- [What is needed] Filter the entries that follow, copying every line in which the word "snow" appears.

- [The records]
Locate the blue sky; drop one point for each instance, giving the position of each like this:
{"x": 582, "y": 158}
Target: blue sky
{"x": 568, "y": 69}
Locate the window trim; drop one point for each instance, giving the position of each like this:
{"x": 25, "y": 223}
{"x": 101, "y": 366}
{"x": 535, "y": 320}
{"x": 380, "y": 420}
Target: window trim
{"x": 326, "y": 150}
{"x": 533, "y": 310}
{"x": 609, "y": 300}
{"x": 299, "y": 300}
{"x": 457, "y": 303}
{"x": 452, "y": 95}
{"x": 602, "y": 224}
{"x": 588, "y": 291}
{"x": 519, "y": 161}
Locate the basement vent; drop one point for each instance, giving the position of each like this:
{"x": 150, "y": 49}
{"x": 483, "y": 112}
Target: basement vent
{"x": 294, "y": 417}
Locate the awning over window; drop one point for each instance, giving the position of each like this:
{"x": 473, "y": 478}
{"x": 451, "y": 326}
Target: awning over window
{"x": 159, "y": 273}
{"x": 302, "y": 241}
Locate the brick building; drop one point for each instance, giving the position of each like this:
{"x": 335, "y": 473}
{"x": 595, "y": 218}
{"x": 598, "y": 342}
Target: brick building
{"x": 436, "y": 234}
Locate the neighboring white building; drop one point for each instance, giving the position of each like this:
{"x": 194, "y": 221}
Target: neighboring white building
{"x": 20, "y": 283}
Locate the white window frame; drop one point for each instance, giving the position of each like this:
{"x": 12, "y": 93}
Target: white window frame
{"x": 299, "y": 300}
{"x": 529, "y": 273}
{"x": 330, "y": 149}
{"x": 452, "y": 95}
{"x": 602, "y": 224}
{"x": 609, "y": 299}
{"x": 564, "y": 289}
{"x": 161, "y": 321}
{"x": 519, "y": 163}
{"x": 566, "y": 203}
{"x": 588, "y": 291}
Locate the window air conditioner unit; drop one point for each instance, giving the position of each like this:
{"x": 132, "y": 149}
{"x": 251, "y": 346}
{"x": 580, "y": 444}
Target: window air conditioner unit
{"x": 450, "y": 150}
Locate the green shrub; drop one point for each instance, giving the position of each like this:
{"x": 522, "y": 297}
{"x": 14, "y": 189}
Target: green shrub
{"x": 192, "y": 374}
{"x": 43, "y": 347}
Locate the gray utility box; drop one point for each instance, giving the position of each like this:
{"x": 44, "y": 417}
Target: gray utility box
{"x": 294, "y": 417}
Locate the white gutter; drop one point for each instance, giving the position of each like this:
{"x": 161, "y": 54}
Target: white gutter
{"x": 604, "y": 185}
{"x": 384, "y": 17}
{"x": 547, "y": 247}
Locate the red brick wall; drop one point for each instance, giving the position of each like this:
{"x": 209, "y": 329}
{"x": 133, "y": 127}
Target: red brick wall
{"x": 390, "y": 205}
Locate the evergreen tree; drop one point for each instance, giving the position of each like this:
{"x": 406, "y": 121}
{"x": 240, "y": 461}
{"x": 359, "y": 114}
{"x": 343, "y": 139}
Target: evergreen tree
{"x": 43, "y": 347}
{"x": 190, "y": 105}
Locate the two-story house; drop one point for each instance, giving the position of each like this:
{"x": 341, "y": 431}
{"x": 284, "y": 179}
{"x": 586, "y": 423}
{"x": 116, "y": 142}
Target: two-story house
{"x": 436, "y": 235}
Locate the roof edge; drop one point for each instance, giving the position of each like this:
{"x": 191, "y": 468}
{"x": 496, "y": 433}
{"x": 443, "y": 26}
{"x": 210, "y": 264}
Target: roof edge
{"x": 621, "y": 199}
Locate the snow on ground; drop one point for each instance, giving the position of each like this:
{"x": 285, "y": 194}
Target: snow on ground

- [Exercise solution]
Locate the snow on ground; drop one point for each instance, giving the position of each like this:
Target: snow on ground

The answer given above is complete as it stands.